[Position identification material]
[BEGIN]

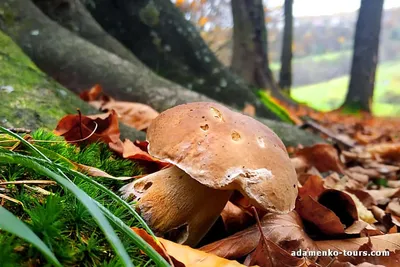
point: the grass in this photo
(332, 56)
(331, 94)
(71, 231)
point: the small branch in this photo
(29, 182)
(39, 190)
(11, 199)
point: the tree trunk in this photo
(72, 15)
(250, 46)
(285, 74)
(365, 56)
(78, 64)
(32, 100)
(159, 35)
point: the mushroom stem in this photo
(299, 164)
(176, 206)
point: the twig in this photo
(39, 190)
(19, 130)
(29, 182)
(52, 141)
(11, 199)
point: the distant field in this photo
(329, 57)
(329, 95)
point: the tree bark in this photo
(72, 15)
(159, 35)
(78, 64)
(250, 46)
(285, 74)
(32, 100)
(365, 56)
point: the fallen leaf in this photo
(75, 127)
(323, 218)
(136, 115)
(182, 255)
(131, 151)
(364, 245)
(394, 207)
(387, 151)
(235, 218)
(268, 254)
(286, 230)
(313, 186)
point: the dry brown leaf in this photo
(284, 230)
(235, 219)
(394, 207)
(323, 218)
(131, 151)
(387, 151)
(75, 127)
(371, 173)
(390, 242)
(136, 115)
(313, 186)
(383, 195)
(268, 254)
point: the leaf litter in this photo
(349, 192)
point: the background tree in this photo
(250, 45)
(285, 74)
(365, 56)
(64, 49)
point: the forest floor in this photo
(349, 196)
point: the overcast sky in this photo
(326, 7)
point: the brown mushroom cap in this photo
(223, 149)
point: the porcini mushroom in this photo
(214, 151)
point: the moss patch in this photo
(29, 98)
(60, 220)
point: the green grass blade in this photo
(87, 201)
(30, 146)
(12, 224)
(144, 246)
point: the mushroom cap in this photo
(226, 150)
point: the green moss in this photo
(60, 220)
(149, 14)
(278, 110)
(29, 98)
(330, 95)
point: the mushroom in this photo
(213, 151)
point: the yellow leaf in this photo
(202, 21)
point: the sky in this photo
(326, 7)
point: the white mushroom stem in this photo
(176, 206)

[END]

## JOB
Arrange every line of the material above as a numbered list, skipping blank lines and leaving out the picture.

## WRITTEN SOLUTION
1. point: the grass in this photo
2. (332, 56)
3. (331, 94)
4. (71, 231)
5. point: the small branch in this photo
6. (29, 182)
7. (39, 190)
8. (11, 199)
9. point: the tree trunk in this photo
10. (72, 15)
11. (250, 46)
12. (285, 74)
13. (365, 56)
14. (78, 64)
15. (32, 100)
16. (159, 35)
17. point: the mushroom stem in this photo
18. (299, 164)
19. (176, 206)
20. point: the twig in this photo
21. (39, 190)
22. (19, 130)
23. (29, 182)
24. (52, 141)
25. (11, 199)
26. point: the distant field in this photo
27. (329, 57)
28. (329, 95)
29. point: the tree bark in this photo
30. (72, 15)
31. (159, 35)
32. (78, 64)
33. (250, 46)
34. (285, 74)
35. (32, 100)
36. (365, 56)
37. point: the fallen leaf in this photo
38. (75, 127)
39. (323, 218)
40. (136, 115)
41. (182, 255)
42. (131, 151)
43. (364, 245)
44. (394, 207)
45. (387, 151)
46. (235, 218)
47. (268, 254)
48. (286, 230)
49. (313, 186)
50. point: the dry brown leaf in this photo
51. (284, 230)
52. (235, 219)
53. (394, 207)
54. (323, 218)
55. (131, 151)
56. (387, 151)
57. (75, 127)
58. (371, 173)
59. (390, 242)
60. (136, 115)
61. (313, 186)
62. (383, 195)
63. (268, 254)
64. point: the leaf litter in this photo
65. (349, 192)
66. point: the background tree in this photo
67. (250, 45)
68. (285, 74)
69. (365, 56)
70. (64, 49)
71. point: the forest floor in this photo
72. (349, 196)
73. point: the overcast sky in this photo
74. (326, 7)
75. point: the brown mushroom cap in this photo
76. (223, 149)
77. point: the porcini mushroom in this photo
78. (214, 151)
79. point: the moss patch in this photo
80. (29, 98)
81. (60, 220)
82. point: the green grass blade in this photo
83. (87, 201)
84. (30, 146)
85. (12, 224)
86. (144, 246)
87. point: the mushroom cap in this photo
88. (226, 150)
89. point: the green moss in this photo
90. (60, 220)
91. (149, 14)
92. (278, 110)
93. (29, 98)
94. (330, 95)
95. point: the mushroom in this photo
96. (213, 151)
97. point: the yellow leaf in this photo
98. (202, 21)
99. point: the sky in this photo
100. (326, 7)
101. point: the white mushroom stem in this photo
102. (176, 206)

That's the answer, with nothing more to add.